> **AUSGEWÄHLTER AUSZUG**
Am 5. August 1392, zwei Monate, nachdem er seinen Bruder
Ludwig
zum Herzog von Orleans ernannt hatte, brach
Karl VI. unter dem ersten Anfall einer sich künftig periodisch
steigernden, schubweise auftretenden Geisteskrankheit zusammen. Sie machte
den König regierungsunfähig und beendete das Zwischenspiel der
marmousets zugunsten erneuter Regentschaft der Herzöge,
unter denen diesmal allerdings Ludwig von Orleans
die Hauptrolle spielte. Er hatte im Jahre 1389 Valentina
Visconti geheiratet, Tochter des Herzogs Giangaleazzo von Mailand,
besaß als Mitgift die italienische Grafschaft Asti und verfolgte
deshalb mit großer Energie eine Reihe von Projekten auf der Apenninhalbinsel,
die sich ihm nacheinander ergänzend anboten. Da Herzog
Ludwig von Anjou 1384 verstorben war, hatte Papst Clemens VII.
seine Hauptstütze verloren und richtete seine Hoffnungen nun auf den
künftigen Herzog von Orleans, der als Bruder des regierenden Königs
von Frankreich das Gewicht der Großmacht ins Spiel des Papstes bringen
sollte. Aus diesem Grunde wurden LudwigTeile
des Kirchenstaates als Lehen auf Lebenszeit angeboten; Rimini,
Pesaro,
Fossombrone und Faenza sollte er sogleich bekommen, die Anwartschaft
auf Imola, Forli, Bertinoro war fest zugesagt. Als Gegenleistung hätte
er Urban VI. stürzen müssen, ein Vorhaben, das Italien zumindest
auf mittlere Sicht eng an Frankreich binden mußte. Mit einem solchen
Engagement rechneten aber auch andere italienische Staaten: Florenz suchte
französische Hilfe und bot gemeinsame Aufteilung der mailändischen
Herrschaft; der Genueser Adel wollte die Stadt 1392
Karl
VI. unterstellen, wenn er die dort seit Jahren herrschende populare
Regierung beseitige. Ludwig von Orleans
sah jetzt eine gute Gelegenheit, mit dem Aufbau eines von Ost nach West
über die Halbinsel verlaufenden "Königereichs Adria" zu
beginnen, das unter seiner Regierung stehen sollte, aber
Philipp
von Burgund hintertrieb. Das sorgte 1396 für die dem ursprünglichen
Angebot entsprechenden Bindung Genuas an die französische Krone, darin
von Königin Isabeau unterstützt.

> **GEGEBENE DATEN**
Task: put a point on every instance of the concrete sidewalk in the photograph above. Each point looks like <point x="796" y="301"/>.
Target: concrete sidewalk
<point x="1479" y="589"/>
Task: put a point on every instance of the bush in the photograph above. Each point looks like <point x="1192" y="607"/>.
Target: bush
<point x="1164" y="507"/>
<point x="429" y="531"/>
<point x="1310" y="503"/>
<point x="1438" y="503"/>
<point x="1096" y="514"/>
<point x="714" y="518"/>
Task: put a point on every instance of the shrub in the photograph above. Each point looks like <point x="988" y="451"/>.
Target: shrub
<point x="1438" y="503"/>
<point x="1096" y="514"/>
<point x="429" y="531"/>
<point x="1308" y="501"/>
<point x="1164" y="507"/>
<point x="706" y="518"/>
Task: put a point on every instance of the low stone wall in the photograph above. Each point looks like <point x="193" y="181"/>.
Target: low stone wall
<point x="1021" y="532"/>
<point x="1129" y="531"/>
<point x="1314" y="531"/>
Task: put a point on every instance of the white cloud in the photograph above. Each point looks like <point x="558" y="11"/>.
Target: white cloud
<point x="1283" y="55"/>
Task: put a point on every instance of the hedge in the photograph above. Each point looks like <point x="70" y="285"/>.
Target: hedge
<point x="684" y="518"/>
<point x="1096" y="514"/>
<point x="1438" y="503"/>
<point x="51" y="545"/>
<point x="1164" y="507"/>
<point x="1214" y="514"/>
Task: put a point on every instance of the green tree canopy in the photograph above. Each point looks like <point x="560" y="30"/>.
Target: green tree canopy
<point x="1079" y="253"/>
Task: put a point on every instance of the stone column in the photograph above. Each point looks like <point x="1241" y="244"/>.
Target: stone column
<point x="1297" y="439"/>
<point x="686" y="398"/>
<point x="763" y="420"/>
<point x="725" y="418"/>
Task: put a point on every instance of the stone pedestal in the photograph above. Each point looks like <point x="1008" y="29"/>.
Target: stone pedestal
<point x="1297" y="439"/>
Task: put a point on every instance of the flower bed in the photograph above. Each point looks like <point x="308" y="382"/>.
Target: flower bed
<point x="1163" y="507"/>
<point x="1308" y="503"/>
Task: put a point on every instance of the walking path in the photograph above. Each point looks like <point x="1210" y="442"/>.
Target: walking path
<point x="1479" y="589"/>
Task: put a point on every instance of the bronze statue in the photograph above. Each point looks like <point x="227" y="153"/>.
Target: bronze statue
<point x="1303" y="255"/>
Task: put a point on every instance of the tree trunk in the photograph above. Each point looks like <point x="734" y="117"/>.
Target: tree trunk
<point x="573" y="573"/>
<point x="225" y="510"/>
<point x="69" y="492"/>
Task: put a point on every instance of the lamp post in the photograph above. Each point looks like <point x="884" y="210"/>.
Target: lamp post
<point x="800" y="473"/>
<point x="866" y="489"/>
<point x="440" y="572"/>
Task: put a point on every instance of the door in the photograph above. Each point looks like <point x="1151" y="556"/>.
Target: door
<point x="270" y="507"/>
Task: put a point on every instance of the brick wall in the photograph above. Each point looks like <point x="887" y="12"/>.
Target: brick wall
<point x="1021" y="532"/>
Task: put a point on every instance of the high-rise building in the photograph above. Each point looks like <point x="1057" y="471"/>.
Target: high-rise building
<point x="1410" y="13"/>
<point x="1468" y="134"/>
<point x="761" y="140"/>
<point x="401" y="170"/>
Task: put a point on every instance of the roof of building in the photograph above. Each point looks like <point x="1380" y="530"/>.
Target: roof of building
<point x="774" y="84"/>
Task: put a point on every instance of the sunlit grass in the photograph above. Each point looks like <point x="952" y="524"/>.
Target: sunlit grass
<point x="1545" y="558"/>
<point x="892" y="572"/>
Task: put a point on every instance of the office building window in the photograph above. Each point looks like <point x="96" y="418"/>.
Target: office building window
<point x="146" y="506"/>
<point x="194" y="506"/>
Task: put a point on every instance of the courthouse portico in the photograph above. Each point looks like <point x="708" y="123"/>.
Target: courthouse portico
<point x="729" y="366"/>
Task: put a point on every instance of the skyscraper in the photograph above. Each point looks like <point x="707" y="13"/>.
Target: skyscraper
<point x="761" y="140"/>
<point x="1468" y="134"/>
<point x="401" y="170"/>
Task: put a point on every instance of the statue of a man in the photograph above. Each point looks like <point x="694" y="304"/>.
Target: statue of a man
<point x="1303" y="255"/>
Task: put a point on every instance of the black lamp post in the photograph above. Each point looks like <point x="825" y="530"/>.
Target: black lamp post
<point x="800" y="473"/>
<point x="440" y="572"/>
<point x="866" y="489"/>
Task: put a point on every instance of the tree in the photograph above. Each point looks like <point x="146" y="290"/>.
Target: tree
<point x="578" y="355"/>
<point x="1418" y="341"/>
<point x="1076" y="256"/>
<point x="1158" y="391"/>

> **AUFGABENSTELLUNG**
**1.** In welchem Jahr heiratete Ludwig von Orleans laut dem Auszug über Karl VI. Valentina Visconti?
**2.** Übertragen Sie den Abschnitt der Datensätze von der Zeile mit "Task: put a point on every instance of the black" bis einschließlich zum Ende der Datensätze in eine Markdown-Tabelle mit den Spalten „Position“ und „Inhalt“. Leerzeilen entfallen.

> **LÖSUNGEN**
**1.** Im Jahre 1389.

**2.**
| Position | Inhalt |
|---|---|
| 1 | Task: put a point on every instance of the black lamp post in the photograph above. Each point looks like <point x="825" y="530"/>. |
| 2 | Target: black lamp post |
| 3 | <point x="800" y="473"/> |
| 4 | <point x="440" y="572"/> |
| 5 | <point x="866" y="489"/> |
| 6 | Task: put a point on every instance of the tree in the photograph above. Each point looks like <point x="146" y="290"/>. |
| 7 | Target: tree |
| 8 | <point x="578" y="355"/> |
| 9 | <point x="1418" y="341"/> |
| 10 | <point x="1076" y="256"/> |
| 11 | <point x="1158" y="391"/> |